EXTRACT:
____________
# Circle Hook Ballyhoo Rig



## Cast-N-Call (Apr 21, 2009)

Thought I would take the lead from Woody and try to share some more info. 

When rigging hoo's for circle hooks I learned from some buddies that spent some time in Costa Rica and the typical rig there is to use a piece of rigging floss double it over and insert both tag ends through an egg sinker. You then slid the egg sinker almost to the loop end and make a loop and place this behind the hoo's gills so that the loop lassos the hoo with the sinker just under the eyes. You then bring both tag ends and tie them on top of the mouth and run one tag end through on eye and the other through the other eye. Take a couple wraps through the eyes and then tie tight. Break the bill off short and you have a hoo with a X above his mouth. You can pre rig all you want and have them ready without leaders already attached to take up space. Simply slide the hook through the X and it is ready to swim. 

What is your rig?


----------



## AboutTime236 (Jul 13, 2009)

That is exactly how I fished when my wife and went to coasta rica. I tried that same technique during the limited tournament this year and had a bunch of short hits with the ballyhooo cut in half. I have and idea of taking stainless steal wire and threading it through the ballyhoo and crimp it to the hook eye. to alleviate that problem of course using a circle hook on the back side.
____________
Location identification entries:
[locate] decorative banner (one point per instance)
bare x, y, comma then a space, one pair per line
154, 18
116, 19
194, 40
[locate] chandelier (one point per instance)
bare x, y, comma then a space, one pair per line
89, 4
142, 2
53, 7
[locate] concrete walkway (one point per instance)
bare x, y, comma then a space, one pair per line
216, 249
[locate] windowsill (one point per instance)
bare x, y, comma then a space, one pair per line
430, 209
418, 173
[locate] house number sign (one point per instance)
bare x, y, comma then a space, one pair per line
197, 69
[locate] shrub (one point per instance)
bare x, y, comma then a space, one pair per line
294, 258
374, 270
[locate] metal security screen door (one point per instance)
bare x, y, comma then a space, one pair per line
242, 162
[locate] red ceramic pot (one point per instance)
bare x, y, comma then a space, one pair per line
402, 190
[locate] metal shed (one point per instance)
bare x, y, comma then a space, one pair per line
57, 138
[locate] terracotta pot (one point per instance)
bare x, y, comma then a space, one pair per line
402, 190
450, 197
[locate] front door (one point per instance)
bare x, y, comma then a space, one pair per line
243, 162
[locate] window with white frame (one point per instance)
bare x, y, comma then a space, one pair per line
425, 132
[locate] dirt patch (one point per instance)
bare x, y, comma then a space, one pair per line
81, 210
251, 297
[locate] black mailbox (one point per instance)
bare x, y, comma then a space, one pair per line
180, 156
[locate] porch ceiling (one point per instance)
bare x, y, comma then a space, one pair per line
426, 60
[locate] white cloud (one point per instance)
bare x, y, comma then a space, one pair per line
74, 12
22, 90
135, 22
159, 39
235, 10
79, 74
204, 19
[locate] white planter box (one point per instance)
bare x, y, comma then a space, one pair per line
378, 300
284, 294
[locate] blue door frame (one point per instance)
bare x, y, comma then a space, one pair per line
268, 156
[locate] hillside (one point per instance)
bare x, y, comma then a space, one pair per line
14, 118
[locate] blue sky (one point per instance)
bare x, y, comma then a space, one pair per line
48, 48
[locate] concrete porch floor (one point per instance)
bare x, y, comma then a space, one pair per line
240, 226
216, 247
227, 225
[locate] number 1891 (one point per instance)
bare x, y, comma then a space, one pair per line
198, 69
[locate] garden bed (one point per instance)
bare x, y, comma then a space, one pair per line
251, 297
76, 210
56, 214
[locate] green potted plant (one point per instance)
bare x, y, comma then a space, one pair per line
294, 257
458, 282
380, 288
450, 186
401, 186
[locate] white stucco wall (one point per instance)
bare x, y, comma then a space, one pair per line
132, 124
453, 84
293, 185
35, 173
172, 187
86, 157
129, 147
____________
TASK TO CARRY OUT: Retype the part of the ballyhoo rigging thread between "When rigging hoo's" and "ready to swim.", inclusive. This data was taken from a different source than the thread.

ANSWER TO THIS TASK:
When rigging hoo's for circle hooks I learned from some buddies that spent some time in Costa Rica and the typical rig there is to use a piece of rigging floss double it over and insert both tag ends through an egg sinker. You then slid the egg sinker almost to the loop end and make a loop and place this behind the hoo's gills so that the loop lassos the hoo with the sinker just under the eyes. You then bring both tag ends and tie them on top of the mouth and run one tag end through on eye and the other through the other eye. Take a couple wraps through the eyes and then tie tight. Break the bill off short and you have a hoo with a X above his mouth. You can pre rig all you want and have them ready without leaders already attached to take up space. Simply slide the hook through the X and it is ready to swim.